*** Text block

Chris Gavaler Explores the Multiverse of Comics, Pop Culture, and Politics

Tag Archives: Carolyn Cocca

Superheroes Decoded

The History Channel is airing a two-part documentary Superheroes Decoded next Sunday and Monday, April 30 and May 1, at 9:00. It’s the first superhero documentary I know of since PBS produced Superhero: A Never-Ending Battle in 2013, which was basically a two-hour advertisement for the DC and Marvel film franchises. I apologized after showing it to my class and then listed the errors and misleading statements. I’m hopeful the History Channel has done significantly better.

According to their press release, superheroes “embody America’s deepest fears and greatest aspirations.” I agree—though in On the Origin of Superheroes I use slightly different adjectives: “our most nightmarish fears, our most utopian aspirations.” I have no idea what I said while on camera. Though the “interviews with dozens of experts” include me, who knows what if anything wound up in the final edit.

I started pretty low on the list, way way under George R. R. Martin—though his interview immediately preceded mine. He must have strolled past the open green room door while the make-up artist was brushing my eyelids.  She also trimmed my eyebrows, which I admit have gotten surprisingly unruly in recent years. Worse, a cyst had spontaneously blossomed on my neck a couple of days before. They assured me it wasn’t visible on camera, which I seriously doubt. It felt like it was about to start talking and contradicting me—like the evil boil in How To Get Ahead in Advertising. Another reason to tune in next Sunday.

The documentary company flew me in from Virginia and put me up overnight in Manhattan. The film set was the fifth floor of a dilapidated warehouse in Brooklyn—the kind of location where thugs tie up their kidnap victims before someone in a cape swings through one of those open windows. I suspect it will make a great backdrop. Unfortunately, the ceiling was open to the sky in places and that corner of Brooklyn is apparently under a JFK flight path. We had to stop every time the sound tech picked up too much background noise on his headphones. The rumbling elevator didn’t help either.

******
*** Data section

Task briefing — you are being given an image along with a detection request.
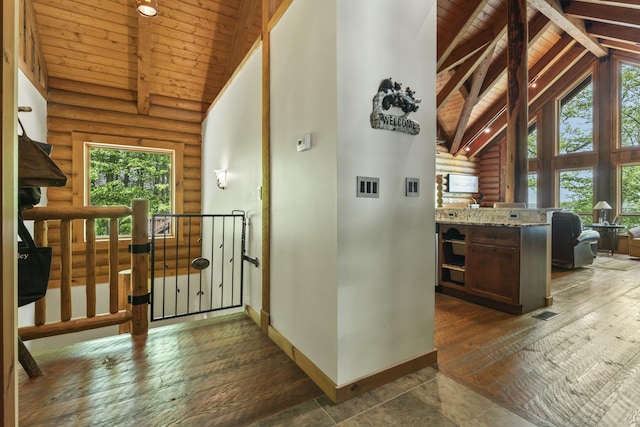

******

_Tasks for this exercise_
[A] Answer each of these questions using only the post about the Superheroes Decoded documentary, giving each answer on its own line with the matching mark:
(i) On which dates and at what time will the History Channel air the documentary?
(ii) Whose interview came immediately before the writer's?
(iii) Where was the film set located?
[B] Summarize the post about the Superheroes Decoded documentary in two sentences.
[C] Write the next part of the post about the Superheroes Decoded documentary, starting after its final sentence.
Nothing in the listing is required here.

_Final answers_
[A]
(i) Sunday, April 30, and Monday, May 1, at 9:00.
(ii) George R. R. Martin's.
(iii) On the fifth floor of a dilapidated warehouse in Brooklyn.

[B] The History Channel will air the two-part documentary Superheroes Decoded on April 30 and May 1, and the writer, one of the experts interviewed, hopes it does significantly better than the 2013 PBS documentary Superhero: A Never-Ending Battle. The interview was filmed in a dilapidated Brooklyn warehouse under a JFK flight path, where work had to stop whenever the sound tech picked up too much background noise.

[C]
I spent about two hours in the interview chair, with not quite a dozen people attending literally to my every move. The make-up artist swooped in every time my forehead glistened under the spotlights. The sound tech kept reaching into my shirt to adjust the remote mic or the cord snaking down to the antennae unit clipped to my belt.  A larger mic on the end of a hand-held rod bobbed above my head. They used two cameras too. Another crew member paced back and forth, sliding one along a two-yard track. The other was stationary, and, to help interviewees speak directly into it while having a conversation with the director, they mirror-projected his face onto a see-through screen in front of the lens while he sat on a stool behind and to the side. Only then it looked like he had two faces—the second in his right armpit—so they jerry-rigged a curtain too.

The director said afterwards that I give good soundbites—though I knew they would have sounded moronically brief in any other interview situation. His voice won’t be in the film, which meant every time he asked me a question I had to include it in my answer. “How do superheroes compare to gods in ancient mythology?” “Superheroes are very different from the gods of ancient mythology.” By the end of the second hour, I was parroting gibberish. I assume they didn’t make an outtake reel, but if they did, my scholarly career could be in jeopardy.

He also complimented my lack of ums, but then said that didn’t matter since the two cameras allow them to edit them seamlessly out anyway. I’d paced for a half hour before hand, muttering calm, sensible sentences for the few questions I was expecting. I memorized what I could memorize and then just practiced speaking slowly and clearly and confidently and succinctly—and so like someone almost nothing like me. I’ll find out Sunday if it worked.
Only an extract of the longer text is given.